## PROBLEM SET
A. Answer these from the Jaipur diabetes article below:
(i) What was the average fasting glucose level in the quarter?
(ii) What percentage of the people assessed in Jaipur were female?
(iii) Which program is the India Diabetes Care Index part of?
B. Please extend the Jaipur diabetes article below by writing what comes after its last sentence.

## DOCUMENT SEGMENT
---*---

The latest findings of the India Diabetes Care Index (IDCI®) suggest that glycosylated hemoglobin or HbA1c level did not deteriorate despite the lockdown, in fact it changed from 8.50% to 8.32% in April to June 2020 in Jaipur than the previous quarter. IDCI® is a part of the ‘Impact India: 1000-Day Challenge’ programme by Novo Nordisk India and serves as a guiding tool for the status of diabetes care across multiple cities, states, and the country as a whole.

The HbA1C value gives an idea about the average blood glucose level over three months in an individual and is one of the best-recommended indicators of long-term blood glucose control. Approximately 300 people with an average age of 56 years were part of the assessment in Jaipur, out of which 39% were male, and 61% were female. Furthermore, the average postprandial glucose level in the quarter was 265 mg/dl, and the average fasting glucose level was 170 mg/dl.

Speaking about the change in HbA1c level in Jaipur, Dr Ajay Shah, Senior Endocrinologist from Jaipur, said, “The latest IDCI finding is positive and it signifies that people with diabetes are very conscious about managing the disease within the confines of their homes as social distancing restrictions and staying at home have been continuously encouraged. I hope that this trend continues despite the pandemic and the process of unlocking taking place.”

The change in HbA1c level is a sign of relief as people with diabetes have a higher risk of developing severe complications from COVID-19. It has been shown older adults and people with pre-existing medical conditions like hypertension, heart disease and pulmonary disorders and obesity-related conditions are also at a higher risk of experiencing severe complications due to COVID-19.

People with diabetes should maintain an adequate stock of medications and supplies for monitoring blood glucose at home. Any warning signs like difficulty in breathing or shortness of breath, fever, dry cough, tiredness, aches and pains, sore throat, headache, loss of taste or smell etc. should not be ignored and medical attention should be sought immediately.

---*---

(Items from a data collection)
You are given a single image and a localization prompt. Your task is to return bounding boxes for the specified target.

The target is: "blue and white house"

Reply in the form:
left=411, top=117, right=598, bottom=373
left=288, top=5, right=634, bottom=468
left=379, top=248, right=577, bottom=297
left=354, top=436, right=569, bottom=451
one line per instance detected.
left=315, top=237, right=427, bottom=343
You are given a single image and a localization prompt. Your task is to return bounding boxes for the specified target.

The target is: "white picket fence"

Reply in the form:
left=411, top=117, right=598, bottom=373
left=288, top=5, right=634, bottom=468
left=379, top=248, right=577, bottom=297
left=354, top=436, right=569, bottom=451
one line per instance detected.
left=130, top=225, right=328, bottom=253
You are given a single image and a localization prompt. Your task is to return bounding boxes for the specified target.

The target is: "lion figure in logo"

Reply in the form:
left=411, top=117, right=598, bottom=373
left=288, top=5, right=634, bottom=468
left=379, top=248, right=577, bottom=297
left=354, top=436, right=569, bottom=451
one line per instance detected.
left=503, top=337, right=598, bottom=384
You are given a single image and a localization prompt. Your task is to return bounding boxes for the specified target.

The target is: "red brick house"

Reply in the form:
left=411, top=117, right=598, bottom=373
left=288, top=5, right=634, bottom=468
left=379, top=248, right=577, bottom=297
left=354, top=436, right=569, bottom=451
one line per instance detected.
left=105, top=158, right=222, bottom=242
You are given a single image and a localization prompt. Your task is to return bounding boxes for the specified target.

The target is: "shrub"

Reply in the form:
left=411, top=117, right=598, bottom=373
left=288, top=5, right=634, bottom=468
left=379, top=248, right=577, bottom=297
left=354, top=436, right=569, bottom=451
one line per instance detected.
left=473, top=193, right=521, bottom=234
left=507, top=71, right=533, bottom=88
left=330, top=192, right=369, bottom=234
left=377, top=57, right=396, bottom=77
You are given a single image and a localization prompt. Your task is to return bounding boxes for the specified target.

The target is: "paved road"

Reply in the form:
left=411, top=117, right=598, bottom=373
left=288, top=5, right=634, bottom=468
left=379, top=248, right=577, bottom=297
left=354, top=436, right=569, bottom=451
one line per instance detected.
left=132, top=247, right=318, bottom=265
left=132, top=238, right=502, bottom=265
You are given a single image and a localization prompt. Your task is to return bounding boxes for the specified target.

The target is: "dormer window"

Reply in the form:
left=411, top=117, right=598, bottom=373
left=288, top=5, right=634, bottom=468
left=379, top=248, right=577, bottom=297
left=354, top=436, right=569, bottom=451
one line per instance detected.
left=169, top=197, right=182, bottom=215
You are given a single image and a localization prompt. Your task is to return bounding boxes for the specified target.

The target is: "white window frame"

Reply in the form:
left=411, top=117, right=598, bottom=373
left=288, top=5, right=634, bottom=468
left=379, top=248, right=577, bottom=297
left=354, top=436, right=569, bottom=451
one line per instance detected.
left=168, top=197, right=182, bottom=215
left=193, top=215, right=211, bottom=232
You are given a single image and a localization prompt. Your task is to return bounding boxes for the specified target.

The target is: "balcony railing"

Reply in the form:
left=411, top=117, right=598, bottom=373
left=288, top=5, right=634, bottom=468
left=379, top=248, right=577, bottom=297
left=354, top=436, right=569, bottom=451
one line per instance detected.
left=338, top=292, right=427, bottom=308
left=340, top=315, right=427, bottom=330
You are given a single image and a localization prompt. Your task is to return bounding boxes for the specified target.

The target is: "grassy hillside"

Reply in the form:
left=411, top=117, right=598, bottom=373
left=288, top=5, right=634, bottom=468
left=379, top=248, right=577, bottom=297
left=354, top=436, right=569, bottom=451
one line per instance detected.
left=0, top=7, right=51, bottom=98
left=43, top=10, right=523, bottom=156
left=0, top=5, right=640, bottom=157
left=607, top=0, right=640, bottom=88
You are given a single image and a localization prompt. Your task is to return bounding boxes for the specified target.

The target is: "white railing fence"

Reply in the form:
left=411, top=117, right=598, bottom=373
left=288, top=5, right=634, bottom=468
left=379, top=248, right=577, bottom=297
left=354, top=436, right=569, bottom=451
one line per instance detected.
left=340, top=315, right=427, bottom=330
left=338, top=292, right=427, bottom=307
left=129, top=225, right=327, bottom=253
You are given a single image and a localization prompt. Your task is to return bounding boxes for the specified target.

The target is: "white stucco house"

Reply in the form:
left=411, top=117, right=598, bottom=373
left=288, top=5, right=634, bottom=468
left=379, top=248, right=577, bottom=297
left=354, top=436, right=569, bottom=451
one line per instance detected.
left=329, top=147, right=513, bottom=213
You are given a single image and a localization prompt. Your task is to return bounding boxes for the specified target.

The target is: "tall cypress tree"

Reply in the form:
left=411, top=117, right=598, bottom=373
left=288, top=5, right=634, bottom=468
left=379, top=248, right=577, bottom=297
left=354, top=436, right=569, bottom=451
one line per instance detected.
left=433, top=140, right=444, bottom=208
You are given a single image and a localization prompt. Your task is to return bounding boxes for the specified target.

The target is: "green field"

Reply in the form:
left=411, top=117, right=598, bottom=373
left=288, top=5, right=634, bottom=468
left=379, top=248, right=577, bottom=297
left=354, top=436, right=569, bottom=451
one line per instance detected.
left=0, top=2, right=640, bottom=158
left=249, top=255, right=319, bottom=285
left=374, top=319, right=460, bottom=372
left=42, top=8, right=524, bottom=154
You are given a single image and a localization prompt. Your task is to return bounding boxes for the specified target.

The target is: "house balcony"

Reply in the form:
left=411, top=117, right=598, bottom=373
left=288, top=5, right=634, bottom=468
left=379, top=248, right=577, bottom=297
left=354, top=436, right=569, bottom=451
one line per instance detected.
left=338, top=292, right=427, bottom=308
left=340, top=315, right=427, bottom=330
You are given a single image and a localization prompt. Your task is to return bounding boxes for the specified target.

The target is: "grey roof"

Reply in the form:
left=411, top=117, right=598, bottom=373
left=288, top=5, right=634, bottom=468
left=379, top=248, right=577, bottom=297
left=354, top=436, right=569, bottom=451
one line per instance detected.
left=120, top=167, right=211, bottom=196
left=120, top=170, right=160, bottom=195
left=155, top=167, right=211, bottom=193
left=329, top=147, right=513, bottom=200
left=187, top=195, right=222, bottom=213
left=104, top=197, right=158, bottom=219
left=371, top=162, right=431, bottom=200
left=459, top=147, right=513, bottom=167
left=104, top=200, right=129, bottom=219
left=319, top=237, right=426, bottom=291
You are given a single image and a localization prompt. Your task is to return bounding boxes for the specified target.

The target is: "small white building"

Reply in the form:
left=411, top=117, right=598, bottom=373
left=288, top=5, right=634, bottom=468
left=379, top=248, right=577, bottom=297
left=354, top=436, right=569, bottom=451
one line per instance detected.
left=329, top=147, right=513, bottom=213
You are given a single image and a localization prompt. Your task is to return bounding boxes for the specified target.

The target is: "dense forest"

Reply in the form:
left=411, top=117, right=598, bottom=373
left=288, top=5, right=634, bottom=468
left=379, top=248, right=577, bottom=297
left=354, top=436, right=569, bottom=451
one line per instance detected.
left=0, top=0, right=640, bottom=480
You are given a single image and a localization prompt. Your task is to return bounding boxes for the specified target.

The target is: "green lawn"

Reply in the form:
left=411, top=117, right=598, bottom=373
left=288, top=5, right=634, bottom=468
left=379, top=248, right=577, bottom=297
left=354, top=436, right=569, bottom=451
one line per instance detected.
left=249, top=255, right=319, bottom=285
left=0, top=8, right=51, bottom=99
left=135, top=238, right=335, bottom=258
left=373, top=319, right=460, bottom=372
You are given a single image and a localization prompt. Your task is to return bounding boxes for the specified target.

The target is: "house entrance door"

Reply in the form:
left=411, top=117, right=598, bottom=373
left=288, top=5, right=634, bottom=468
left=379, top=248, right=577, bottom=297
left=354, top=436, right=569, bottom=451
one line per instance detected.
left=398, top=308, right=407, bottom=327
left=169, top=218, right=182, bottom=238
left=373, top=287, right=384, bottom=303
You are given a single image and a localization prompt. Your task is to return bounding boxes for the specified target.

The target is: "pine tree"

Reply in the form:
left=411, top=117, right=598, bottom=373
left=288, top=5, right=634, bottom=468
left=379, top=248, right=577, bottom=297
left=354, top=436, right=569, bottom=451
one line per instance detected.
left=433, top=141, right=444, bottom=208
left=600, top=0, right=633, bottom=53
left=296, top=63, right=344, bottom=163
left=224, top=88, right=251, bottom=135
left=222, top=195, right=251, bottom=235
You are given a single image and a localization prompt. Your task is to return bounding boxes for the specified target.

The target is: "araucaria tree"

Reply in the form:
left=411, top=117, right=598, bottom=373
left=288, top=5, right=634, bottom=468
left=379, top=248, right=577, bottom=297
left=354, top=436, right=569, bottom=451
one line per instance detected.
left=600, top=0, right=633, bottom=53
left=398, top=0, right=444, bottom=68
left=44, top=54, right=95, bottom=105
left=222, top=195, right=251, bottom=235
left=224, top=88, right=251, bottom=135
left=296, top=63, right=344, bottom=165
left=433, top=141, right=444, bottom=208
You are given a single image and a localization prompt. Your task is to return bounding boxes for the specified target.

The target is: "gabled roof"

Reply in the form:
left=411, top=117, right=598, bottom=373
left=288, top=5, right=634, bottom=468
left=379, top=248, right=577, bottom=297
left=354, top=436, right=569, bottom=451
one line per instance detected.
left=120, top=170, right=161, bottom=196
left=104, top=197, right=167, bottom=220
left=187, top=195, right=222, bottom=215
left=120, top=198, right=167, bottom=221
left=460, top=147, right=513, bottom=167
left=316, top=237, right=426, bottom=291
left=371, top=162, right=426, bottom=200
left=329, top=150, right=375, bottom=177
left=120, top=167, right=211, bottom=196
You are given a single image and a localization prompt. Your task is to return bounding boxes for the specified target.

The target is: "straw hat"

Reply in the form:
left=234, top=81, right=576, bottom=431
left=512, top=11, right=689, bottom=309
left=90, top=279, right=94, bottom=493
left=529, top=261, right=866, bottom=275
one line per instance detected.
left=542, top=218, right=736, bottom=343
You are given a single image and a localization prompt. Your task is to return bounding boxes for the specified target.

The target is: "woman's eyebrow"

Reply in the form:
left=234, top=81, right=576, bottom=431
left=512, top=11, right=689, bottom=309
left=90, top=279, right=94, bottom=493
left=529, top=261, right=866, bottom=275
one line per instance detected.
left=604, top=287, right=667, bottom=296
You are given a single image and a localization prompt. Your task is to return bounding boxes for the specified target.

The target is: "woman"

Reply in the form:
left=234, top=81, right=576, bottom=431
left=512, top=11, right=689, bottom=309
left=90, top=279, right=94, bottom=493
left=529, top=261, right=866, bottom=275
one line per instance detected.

---*---

## RESULTS FOR EACH TASK
A.
(i) 170 mg/dl
(ii) 61%
(iii) The 'Impact India: 1000-Day Challenge' programme by Novo Nordisk India

B.
At present, more than 77 million people are living with diabetes in India. The Government of India has made provisions forall known/ diagnosed people with diabetes to receive a regular supply of medicines for up to three months through ASHAs or SHCs on prescription.Talking about the IDCI programme, Dr Anil Shinde, Trustee, Novo Nordisk Education Foundation said, “The quarterly data generated through IDCI®as a part of the IMPACT India programme has helped us identify the trend in HbA1c level across major cities in the country. We have observed that people with diabetes in cities like Kolkata, Chandigarh, Hyderabad, Goa and Guwahati have been able to maintain low glycohemoglobin level in the current scenario by following a strict regimen involving a healthy diet and regular exercising. An optimum practice of diabetes management at home is recommended right now as our medical systems are inundated with tackling the COVID-19 pandemic.”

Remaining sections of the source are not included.